▶ [Problem statement]: All the records that follow need to be reproduced exactly. Omit the images.

• • • •

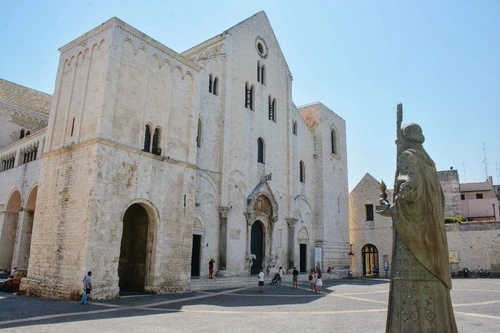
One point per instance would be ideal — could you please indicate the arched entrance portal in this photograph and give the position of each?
(257, 246)
(369, 253)
(8, 231)
(133, 268)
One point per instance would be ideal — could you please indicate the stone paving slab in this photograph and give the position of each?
(342, 306)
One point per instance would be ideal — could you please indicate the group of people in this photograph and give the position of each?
(315, 280)
(281, 272)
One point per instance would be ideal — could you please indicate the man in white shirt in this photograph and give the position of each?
(261, 281)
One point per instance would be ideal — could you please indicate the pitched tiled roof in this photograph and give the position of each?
(474, 187)
(24, 97)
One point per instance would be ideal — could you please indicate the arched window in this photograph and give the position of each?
(369, 256)
(156, 139)
(147, 138)
(302, 171)
(260, 151)
(260, 72)
(272, 109)
(249, 92)
(212, 84)
(198, 136)
(334, 142)
(215, 86)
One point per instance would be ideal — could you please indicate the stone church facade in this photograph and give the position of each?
(146, 163)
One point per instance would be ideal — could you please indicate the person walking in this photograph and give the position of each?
(211, 268)
(87, 288)
(261, 281)
(295, 274)
(319, 283)
(312, 281)
(281, 272)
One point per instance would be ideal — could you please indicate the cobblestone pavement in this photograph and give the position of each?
(342, 306)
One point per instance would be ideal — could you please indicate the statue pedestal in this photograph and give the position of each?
(222, 273)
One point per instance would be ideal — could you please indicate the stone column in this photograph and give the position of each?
(291, 242)
(8, 226)
(248, 254)
(223, 212)
(271, 235)
(23, 239)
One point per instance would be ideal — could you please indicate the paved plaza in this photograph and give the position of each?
(342, 306)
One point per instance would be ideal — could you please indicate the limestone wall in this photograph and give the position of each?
(451, 188)
(477, 245)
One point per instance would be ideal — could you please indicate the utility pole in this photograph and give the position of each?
(485, 161)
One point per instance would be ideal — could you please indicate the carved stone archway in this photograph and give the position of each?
(263, 207)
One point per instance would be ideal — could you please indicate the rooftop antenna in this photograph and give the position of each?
(498, 174)
(485, 161)
(465, 176)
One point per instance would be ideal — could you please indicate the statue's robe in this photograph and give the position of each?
(419, 299)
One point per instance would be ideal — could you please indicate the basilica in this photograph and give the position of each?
(146, 163)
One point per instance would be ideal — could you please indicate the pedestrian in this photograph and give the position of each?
(311, 280)
(261, 281)
(87, 288)
(211, 268)
(319, 283)
(295, 274)
(281, 272)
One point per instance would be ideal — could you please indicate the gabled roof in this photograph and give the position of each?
(474, 187)
(263, 22)
(24, 97)
(367, 180)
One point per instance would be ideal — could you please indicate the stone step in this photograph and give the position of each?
(204, 283)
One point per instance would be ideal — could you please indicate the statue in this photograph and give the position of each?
(419, 297)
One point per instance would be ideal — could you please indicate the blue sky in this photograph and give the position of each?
(441, 59)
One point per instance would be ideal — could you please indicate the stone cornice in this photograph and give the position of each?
(42, 117)
(122, 147)
(117, 23)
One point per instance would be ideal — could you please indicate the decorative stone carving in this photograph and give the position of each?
(419, 296)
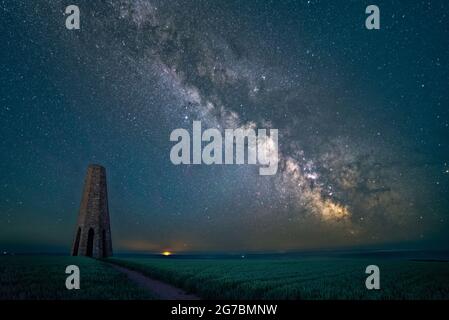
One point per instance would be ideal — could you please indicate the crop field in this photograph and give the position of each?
(297, 278)
(43, 277)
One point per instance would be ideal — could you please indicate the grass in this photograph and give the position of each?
(297, 278)
(43, 277)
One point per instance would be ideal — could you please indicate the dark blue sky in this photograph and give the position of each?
(362, 116)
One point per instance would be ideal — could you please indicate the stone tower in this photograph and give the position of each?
(93, 232)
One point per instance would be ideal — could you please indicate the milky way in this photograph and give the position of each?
(362, 133)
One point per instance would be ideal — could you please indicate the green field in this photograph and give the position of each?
(297, 278)
(43, 277)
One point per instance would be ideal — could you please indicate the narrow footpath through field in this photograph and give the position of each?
(162, 290)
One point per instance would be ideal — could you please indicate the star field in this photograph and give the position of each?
(362, 116)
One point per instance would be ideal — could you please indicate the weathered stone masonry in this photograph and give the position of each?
(93, 231)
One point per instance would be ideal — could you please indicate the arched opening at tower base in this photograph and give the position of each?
(77, 242)
(90, 243)
(103, 246)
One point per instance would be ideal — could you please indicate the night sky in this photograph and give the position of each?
(363, 120)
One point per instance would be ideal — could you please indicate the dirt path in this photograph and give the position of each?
(161, 289)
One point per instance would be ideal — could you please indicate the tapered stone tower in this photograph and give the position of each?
(93, 231)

• • • •

▶ [Correct answer]:
One point per instance would be ideal — could you please indicate the arched entrance portal in this photograph and give the position of each?
(257, 246)
(369, 253)
(8, 231)
(133, 268)
One point per instance would be ideal — could you please indicate the stone paving slab in this photograph and give the position of each?
(342, 306)
One point per instance would be ideal — could you please indicate the group of people in this photograph and give the position of each?
(315, 280)
(281, 272)
One point per instance would be ideal — could you please indicate the man in white shirt in this photograph and give the position of each?
(261, 281)
One point per instance would be ideal — could you please indicate the pitched tiled roof in this photograph and give the position of each?
(474, 187)
(24, 97)
One point per instance would be ideal — could you please indicate the arched window in this photograph and give the position of each?
(369, 256)
(156, 139)
(147, 138)
(302, 171)
(260, 151)
(260, 72)
(272, 109)
(249, 92)
(212, 84)
(198, 136)
(334, 142)
(215, 86)
One point per instance would be ideal — could you please indicate the stone church facade in this photograph and give the position of each?
(146, 163)
One point per instance would be ideal — could you please indicate the person walking in this photograph and give the position of each?
(211, 268)
(87, 288)
(261, 281)
(295, 274)
(319, 283)
(312, 281)
(281, 272)
One point per instance would be ideal — could you please indicate the cobblestone pavement in this photograph and give the position of each?
(342, 306)
One point per instance would be ideal — could you please indicate the statue pedestal in this photograph and give the position of each?
(222, 273)
One point per instance would be ideal — could you please indicate the stone column in this photograph and give the position of each?
(291, 242)
(8, 226)
(248, 254)
(223, 212)
(271, 235)
(23, 239)
One point per instance would be ideal — could you please indicate the paved plaza in this photograph and give the position of each?
(342, 306)
One point per instance would be ideal — could you please indicate the limestone wall in this photograph and give the position of each?
(451, 188)
(477, 245)
One point per instance would be ideal — could you please indicate the utility pole in this photograph and give the position of each?
(485, 161)
One point per instance would be ideal — could you please indicate the carved stone archway in this photograph and give the position of each?
(263, 207)
One point per instance would be ideal — could you please indicate the rooftop antenna in this photograph and give the position of each?
(498, 174)
(485, 161)
(465, 176)
One point per instance would be ideal — could you please indicate the statue's robe in this photograph and give the position of each?
(419, 299)
One point per instance would be ideal — could you please indicate the basilica in this photograph and give the position of each?
(146, 163)
One point per instance would be ideal — could you please indicate the pedestrian in this photograph and give the position of each?
(311, 280)
(261, 281)
(87, 288)
(211, 268)
(319, 283)
(295, 274)
(281, 272)
One point per instance would be ideal — could you please indicate the gabled roof in this photograph and give the position of each?
(474, 187)
(263, 22)
(24, 97)
(367, 180)
One point per instance would be ideal — could you please indicate the stone step in this photograph and give the position of each?
(204, 283)
One point per instance would be ideal — could you please indicate the statue in this photograph and give the position of each?
(419, 297)
One point per instance would be ideal — could you please indicate the blue sky in this photograph and give the position of each?
(441, 59)
One point per instance would be ideal — could you please indicate the stone cornice in this photograph and give the position of each?
(42, 117)
(122, 147)
(117, 23)
One point per instance would be ideal — could you please indicate the decorative stone carving in this photograph and give the position of each?
(419, 296)
One point per instance would be ideal — could you please indicate the crop field in this photograph and give the position of each?
(297, 278)
(43, 277)
One point per instance would be ideal — could you please indicate the grass in this photograph and give the position of each?
(297, 278)
(43, 277)
One point per instance would be ideal — could you please indicate the dark blue sky in this photograph and give the position of each?
(362, 116)
One point per instance would be ideal — could you please indicate the stone tower in this photograph and give the position of each?
(93, 232)
One point per instance would be ideal — could you please indicate the milky way in this photograph and give the position of each?
(362, 133)
One point per instance would be ideal — could you please indicate the green field in this photograph and give the position of each?
(297, 278)
(43, 277)
One point per instance would be ideal — could you please indicate the narrow footpath through field in this photograph and give the position of each?
(162, 290)
One point per instance would be ideal — could you please indicate the star field in this photograph and give the position of each?
(362, 116)
One point per instance would be ideal — could you please indicate the weathered stone masonry in this photograph and give the position of each?
(93, 231)
One point per instance would be ideal — could you please indicate the arched opening at tower base in this photograph and give the position of each?
(77, 242)
(90, 243)
(103, 246)
One point per instance would be ideal — could you please indicate the night sky in this photograph and give the position of each?
(363, 120)
One point per instance would be ideal — could you please indicate the dirt path in this photograph and give the position of each?
(161, 289)
One point per instance would be ideal — could you please indicate the tapered stone tower in this photograph and give the position of each?
(93, 231)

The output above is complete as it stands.